▸ **WHAT IS BEING ASKED**
The entries below are to be copied exactly, with every picture left out.

▸ **Point localization data**
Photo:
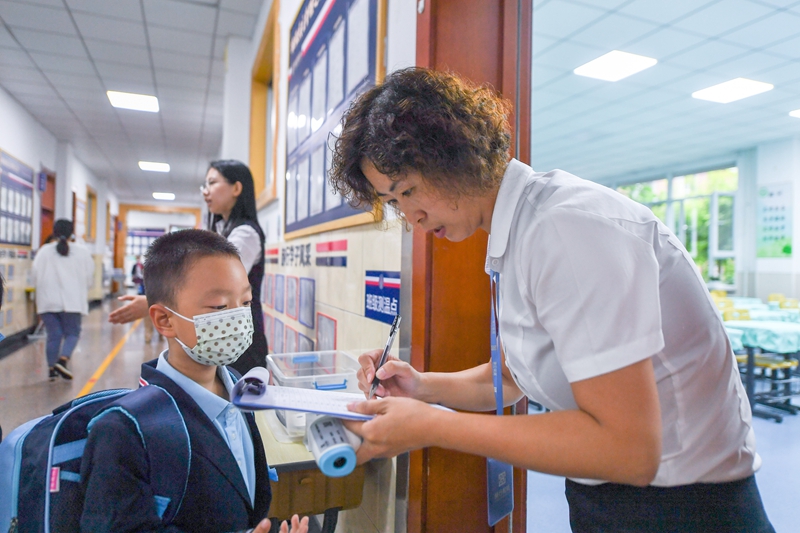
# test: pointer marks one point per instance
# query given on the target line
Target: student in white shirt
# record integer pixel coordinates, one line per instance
(62, 275)
(603, 319)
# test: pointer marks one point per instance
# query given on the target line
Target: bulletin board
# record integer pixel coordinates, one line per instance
(335, 53)
(774, 220)
(16, 201)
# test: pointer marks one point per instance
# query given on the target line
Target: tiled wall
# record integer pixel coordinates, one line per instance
(340, 290)
(340, 294)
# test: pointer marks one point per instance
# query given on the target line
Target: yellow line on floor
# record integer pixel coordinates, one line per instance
(107, 361)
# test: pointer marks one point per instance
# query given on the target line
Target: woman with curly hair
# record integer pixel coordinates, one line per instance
(602, 319)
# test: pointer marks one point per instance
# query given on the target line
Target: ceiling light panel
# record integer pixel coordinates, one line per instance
(137, 102)
(615, 65)
(732, 90)
(152, 166)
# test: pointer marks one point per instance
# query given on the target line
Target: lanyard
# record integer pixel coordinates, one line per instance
(497, 376)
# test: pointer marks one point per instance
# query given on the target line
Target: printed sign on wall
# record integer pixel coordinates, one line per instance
(382, 298)
(774, 221)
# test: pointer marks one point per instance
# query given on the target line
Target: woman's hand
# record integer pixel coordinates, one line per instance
(298, 526)
(400, 425)
(128, 313)
(398, 378)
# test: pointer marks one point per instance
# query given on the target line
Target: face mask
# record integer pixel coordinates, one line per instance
(222, 336)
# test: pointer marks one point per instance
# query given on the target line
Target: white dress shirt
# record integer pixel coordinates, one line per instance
(591, 282)
(62, 282)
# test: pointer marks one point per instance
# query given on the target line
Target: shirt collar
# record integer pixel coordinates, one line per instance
(211, 404)
(514, 181)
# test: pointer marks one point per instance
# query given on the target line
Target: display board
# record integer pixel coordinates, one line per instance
(774, 220)
(333, 56)
(16, 201)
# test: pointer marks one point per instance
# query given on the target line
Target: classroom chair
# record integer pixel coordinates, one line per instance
(724, 303)
(731, 313)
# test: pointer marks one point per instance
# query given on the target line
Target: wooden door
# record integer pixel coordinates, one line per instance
(48, 207)
(486, 42)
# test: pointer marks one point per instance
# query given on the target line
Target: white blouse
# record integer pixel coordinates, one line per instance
(591, 282)
(62, 282)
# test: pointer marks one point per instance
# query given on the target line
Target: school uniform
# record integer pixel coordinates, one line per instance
(592, 282)
(228, 487)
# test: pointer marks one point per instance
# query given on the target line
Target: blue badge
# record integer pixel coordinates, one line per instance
(499, 475)
(499, 489)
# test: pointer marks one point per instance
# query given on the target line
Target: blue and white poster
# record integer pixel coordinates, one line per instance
(382, 296)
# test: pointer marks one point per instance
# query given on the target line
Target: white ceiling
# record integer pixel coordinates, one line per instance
(603, 131)
(58, 57)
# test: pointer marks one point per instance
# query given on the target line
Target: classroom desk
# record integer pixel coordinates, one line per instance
(768, 336)
(302, 489)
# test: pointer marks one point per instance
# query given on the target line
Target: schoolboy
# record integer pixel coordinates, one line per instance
(191, 276)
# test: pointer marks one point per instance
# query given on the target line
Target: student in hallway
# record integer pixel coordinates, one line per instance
(602, 318)
(229, 193)
(194, 279)
(63, 271)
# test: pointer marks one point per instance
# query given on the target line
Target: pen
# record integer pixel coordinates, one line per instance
(384, 355)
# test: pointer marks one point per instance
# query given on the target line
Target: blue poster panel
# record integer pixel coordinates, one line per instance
(382, 295)
(307, 299)
(279, 291)
(332, 58)
(16, 201)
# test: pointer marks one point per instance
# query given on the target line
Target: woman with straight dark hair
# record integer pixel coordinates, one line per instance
(230, 196)
(62, 275)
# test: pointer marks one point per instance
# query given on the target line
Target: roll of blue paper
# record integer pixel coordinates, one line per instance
(332, 445)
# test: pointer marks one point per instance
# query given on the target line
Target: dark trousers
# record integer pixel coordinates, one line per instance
(733, 507)
(63, 332)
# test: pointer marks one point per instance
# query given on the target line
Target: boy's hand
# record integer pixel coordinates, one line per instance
(298, 526)
(128, 313)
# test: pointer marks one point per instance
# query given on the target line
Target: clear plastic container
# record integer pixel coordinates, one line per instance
(333, 370)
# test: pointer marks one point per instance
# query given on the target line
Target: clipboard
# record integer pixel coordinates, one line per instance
(254, 393)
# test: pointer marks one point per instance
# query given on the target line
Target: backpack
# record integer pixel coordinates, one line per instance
(40, 461)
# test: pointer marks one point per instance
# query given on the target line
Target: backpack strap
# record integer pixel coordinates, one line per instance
(165, 438)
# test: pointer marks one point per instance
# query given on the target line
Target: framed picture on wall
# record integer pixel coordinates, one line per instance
(326, 332)
(304, 344)
(269, 287)
(290, 340)
(292, 290)
(268, 328)
(307, 296)
(336, 51)
(280, 288)
(277, 336)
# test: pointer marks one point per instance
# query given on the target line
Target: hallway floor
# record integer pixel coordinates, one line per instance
(26, 392)
(777, 444)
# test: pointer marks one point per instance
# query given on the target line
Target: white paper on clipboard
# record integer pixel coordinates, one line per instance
(253, 393)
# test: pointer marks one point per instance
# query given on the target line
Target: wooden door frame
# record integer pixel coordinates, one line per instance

▸ **RESULT BELOW**
Photo:
# test: pointer marks one point per instance
# query given on the target line
Target: student in white shirt
# record integer pixel coordinates, one line per instance
(62, 275)
(603, 319)
# test: pointer marks one point per instance
# query given on the target line
Target: bulletin board
# record integer pixel coordinates, one line per instance
(335, 53)
(774, 220)
(16, 201)
# test: pointer marks one point per instance
# query given on the target line
Target: tiled wall
# record integer pixel coordinates, one line per instance
(340, 290)
(340, 294)
# test: pointer marks one point per instance
# query given on the target line
Target: yellow line on floor
# record integer pixel coordinates, one line per instance
(107, 361)
# test: pointer marks one point per instance
# query given on the target line
Target: woman with curly hair
# record integer pixel coordinates, one line per instance
(602, 319)
# test: pointer marks one point per instance
# query given on the target line
Target: ceiling light panel
# record integer pixel coordinates, one line per instance
(137, 102)
(615, 65)
(732, 90)
(152, 166)
# test: pointer marks one point per instance
# query given on the target line
Target: lanyard
# record integer pixel coordinates, one line per instance
(497, 376)
# test: pointer marks one point per instance
# query given on the target line
Target: printed sign on wall
# record integer pixel coordinates, one line per instance
(382, 298)
(774, 221)
# test: pointer marks one point per instance
# query given on the target line
Target: woman's hand
# record integer pixel coordinates, one line per instance
(298, 526)
(400, 425)
(128, 313)
(398, 378)
# test: pointer marks one point per instance
# query given on the target line
Target: face mask
# record integer pixel coordinates, one line per instance
(222, 336)
# test: pointer marks one point per instance
# query given on the target line
Target: white dress shirt
# record integer pixel coordinates, one line per instance
(591, 282)
(62, 282)
# test: pointer marks one point per instance
# query given on the target line
Target: shirt collar
# record integer pixel coordinates, one line per instance
(211, 404)
(514, 181)
# test: pointer marks one point per instance
# query given on the target line
Target: display board
# record integer pixel coordinates, one line per instance
(774, 220)
(333, 56)
(16, 201)
# test: pointer marks one point per instance
# query given on the target line
Target: classroom chair
# record integer pixel coordinates, one line per instance
(724, 303)
(731, 313)
# test: pointer marks one point per instance
# query given on the target line
Target: wooden door
# record integer pixel coordinates, one line per instance
(48, 207)
(486, 42)
# test: pointer marks one point per instance
# query given on the target line
Target: white blouse
# record integer pixel coordinates, one line per instance
(591, 282)
(62, 282)
# test: pointer marks one point per instance
# query given on the target line
Target: school uniform
# record integer pixel coordinates, one line per instance
(592, 282)
(228, 487)
# test: pointer marks one point per instance
# query given on the target line
Target: blue badge
# record integer pixel coordinates, one line per instance
(499, 475)
(499, 489)
# test: pointer marks one point per instance
# query given on the target line
Target: blue and white poster
# record integer pixel coordinates, one line per instance
(382, 296)
# test: pointer marks one point per instance
# query given on the target line
Target: white ceiling
# record integer pixel coordinates, one line per instance
(603, 131)
(58, 57)
# test: pointer marks one point per instance
# query given on the target line
Target: classroom desk
# record integer pixel coordinates, one line per instance
(768, 336)
(302, 489)
# test: pointer marks one point per instance
# query given on the target line
Target: schoolboy
# record integer pixel coordinates, one line per instance
(191, 276)
# test: pointer marks one point per instance
# query given on the target line
Target: student in hallway
# record integer pixel coordinates, one line per instance
(602, 318)
(229, 193)
(194, 279)
(63, 271)
# test: pointer marks one point per instance
# query given on the target line
Target: pen
# record integer pixel coordinates, one line per instance
(384, 355)
# test: pointer marks one point per instance
# query given on the target line
Target: blue poster panel
# record integer pixel coordinates, one line per instance
(382, 295)
(307, 299)
(279, 291)
(332, 58)
(16, 201)
# test: pointer marks one point per instance
# query given on the target line
Target: woman with straight dark hair
# record integer pixel coordinates, one line per instance
(230, 196)
(62, 275)
# test: pointer marks one point per instance
# query given on the target line
Target: roll of blue paper
# record integer pixel coordinates, one line per instance
(332, 445)
# test: pointer marks one point per instance
# query given on the target line
Target: dark trousers
# record integer pixel coordinates, one line per instance
(733, 507)
(63, 332)
# test: pointer marks one point per instance
# query given on the target line
Target: boy's hand
# record integer pixel coordinates, one line per instance
(298, 526)
(128, 313)
# test: pointer marks one point per instance
# query given on the target line
Target: clear plastic container
# record integer pixel coordinates, one line per instance
(333, 370)
# test: pointer marks one point per instance
# query given on the target line
Target: clipboard
# record integer pixel coordinates, one line per instance
(254, 393)
# test: pointer marks one point per instance
# query given on the target line
Target: backpack
# record integer pixel coordinates, one line per instance
(40, 461)
# test: pointer marks one point per instance
# query given on the target line
Target: backpack strap
# record integer pixel coordinates, one line per instance
(165, 438)
# test: pointer marks one point per instance
# query given on the target line
Target: framed picture on wall
# record integer pixel coordinates, one line per instance
(326, 332)
(304, 344)
(269, 287)
(290, 340)
(292, 290)
(268, 328)
(307, 296)
(336, 51)
(280, 288)
(277, 336)
# test: pointer marks one point per instance
# query given on the target line
Target: hallway floor
# record integer pixel coordinates, one line per instance
(26, 392)
(777, 444)
# test: pointer marks one point per instance
# query given on the target line
Target: white paper on clipboard
# record integer pixel coordinates, one line per instance
(253, 393)
# test: pointer marks one point per instance
# query given on the target line
Target: wooden door frame
# record integer pixel coordinates, one line per instance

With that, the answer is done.